Tailoring assortments to local markets through flyers or store concepts is becoming more important for retailers, said Alan Middleton, professor of marketing at York University’s Schulich School of Business, and is a pendulum swing away from last decade’s ethos that decreed consumers all wanted to shop at gigantic superstores with food and housewares under one roof.
"I think [creating the FreshCo banner] is a wonderful move fraught with risk," said Middleton – particularly in a discount category where staff cuts are the most frequent symptom of retailer cutbacks.
"The hard discount chains were all low on price so they have been forced to up the quality, and one of the key differentiators of that is fresh produce," he said. "Focusing on ‘fresh’ is bold, because it is a statement of quality – and that quality provides a huge threat to big incumbents such as Loblaws. The risk is, [FreshCo] better manage those sections very well" so it can live up to the promise of its brand name.
Province needs to rethink transit funding
You have to wonder if the province suffers from some sort of split personality disorder, wrote the Aurora Banner in an editorial July 22.
On one side, the McGuinty government seems to be doing all it can to get drivers, particularly commuters, out of their cars and on to public transit.
So why then, if benefits abound and ridership is rising, do our transit providers and the province itself continue to pull the rug out from under transit users?
King’s Paul Delaney, professor of astronomy & physics in York’s Faculty of Science & Engineering, used to ride GO Transit’s Route 64 bus to and from the school. But with the route now shelved, he and fellow riders are left with alternatives they complain are more costly and significantly longer.
"I find this lack of planning by the transit authorities disheartening," Delaney says. "At a time when we are being urged to consider greener options, the current discontinuation of service by GO, with no well-defined alternatives from YRT, is very disappointing."
Fine arts grad exhibits in Welland
A chance encounter led Duncan MacDonald (BFA Spec. Hons. ’96) to be part of a group exhibition at a downtown art gallery that’s now celebrating its first anniversary, wrote The Welland Tribune July 23
MacDonald’s charcoal drawing, Boules de gui XVII, and bronze casting, Invader (Thistle), are two pieces in an eclectic and interesting collection of work by 14 artists at A Mano Libera Gallery, on Ontario Street.

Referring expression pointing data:
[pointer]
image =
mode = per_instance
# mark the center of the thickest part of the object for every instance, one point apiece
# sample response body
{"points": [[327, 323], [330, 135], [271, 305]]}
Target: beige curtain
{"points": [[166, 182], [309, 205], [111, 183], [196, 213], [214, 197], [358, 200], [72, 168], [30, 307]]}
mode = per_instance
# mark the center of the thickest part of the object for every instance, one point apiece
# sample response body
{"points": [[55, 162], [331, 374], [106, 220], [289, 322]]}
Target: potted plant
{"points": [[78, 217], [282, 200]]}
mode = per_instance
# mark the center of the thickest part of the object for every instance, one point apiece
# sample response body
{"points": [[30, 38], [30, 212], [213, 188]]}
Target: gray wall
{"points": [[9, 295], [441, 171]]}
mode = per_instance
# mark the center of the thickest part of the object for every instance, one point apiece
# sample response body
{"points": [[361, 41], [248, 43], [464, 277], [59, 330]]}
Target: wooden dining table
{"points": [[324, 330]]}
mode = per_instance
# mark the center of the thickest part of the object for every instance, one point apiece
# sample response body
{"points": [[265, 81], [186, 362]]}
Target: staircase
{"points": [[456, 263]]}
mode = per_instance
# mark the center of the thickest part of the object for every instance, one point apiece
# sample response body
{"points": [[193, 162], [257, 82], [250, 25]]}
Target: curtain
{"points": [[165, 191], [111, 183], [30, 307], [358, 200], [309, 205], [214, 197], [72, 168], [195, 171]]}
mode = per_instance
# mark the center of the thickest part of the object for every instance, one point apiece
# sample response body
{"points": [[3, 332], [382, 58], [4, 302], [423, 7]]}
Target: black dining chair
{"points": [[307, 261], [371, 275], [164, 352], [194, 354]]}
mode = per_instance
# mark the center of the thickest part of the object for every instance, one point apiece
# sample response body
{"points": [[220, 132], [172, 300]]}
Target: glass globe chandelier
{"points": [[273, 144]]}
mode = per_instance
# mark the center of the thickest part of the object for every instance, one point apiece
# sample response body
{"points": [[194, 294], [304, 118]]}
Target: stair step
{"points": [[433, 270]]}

_PARTS OF THE EXERCISE_
a) Name the three people the news roundup identifies by full name, and give the role or credential it attaches to each.
b) Answer these questions from the news roundup:
(i) Which GO Transit route did Delaney use to ride to and from the school?
(ii) How many artists have work in the collection at A Mano Libera Gallery?
(iii) What does Middleton call one of the key differentiators for hard discount chains that have been forced to up their quality?
c) Continue the news roundup on York University people from the point where it stops.

_EXERCISE RESPONSES_
a)
- Alan Middleton: professor of marketing at York University's Schulich School of Business
- Paul Delaney: professor of astronomy & physics in York's Faculty of Science & Engineering
- Duncan MacDonald: BFA Spec. Hons. '96

b)
(i) Route 64
(ii) 14
(iii) Fresh produce

c)
MacDonald received a scholarship to York University in Toronto, where he graduated with a bachelor of fine arts degree. During his undergraduate years, MacDonald also performed in musical ensembles and bands.
Student films screened on City Hall
The winners of the city’s first student video contest were announced this week, wrote the Waterloo Region Record. They will see their videos projected on The Cube, part of the Berlin Tower atop City Hall, several times a night.
"I think it’s a really good incentive for other people who like movies to try it themselves," said 18-year-old Jamey Sinanan, whose film, Loss, won in the high school category.
Not only did Sinanan’s film get his work onto one of the most visible screens in town, it also got him into York University’s film production program, where he’ll start this fall. He produced the film as part of his admission package and threw it in as an entry to the city’s competition only at the urging of a friend.
50 years ago: York’s motto adopted
Tentanda Via – the way must be tried – was chosen as the challenging motto of Toronto-based York University, selected from more than 200 suggestions, wrote The Globe and Mail in its From the Archives feature July 23.
- Gail Fraser, a professor in York’s Faculty of Environmental Studies, spoke about news that portions of a Chevron emergency oil spill plan had been blacked out, on CBC Radio’s “Newfoundland News” July 22.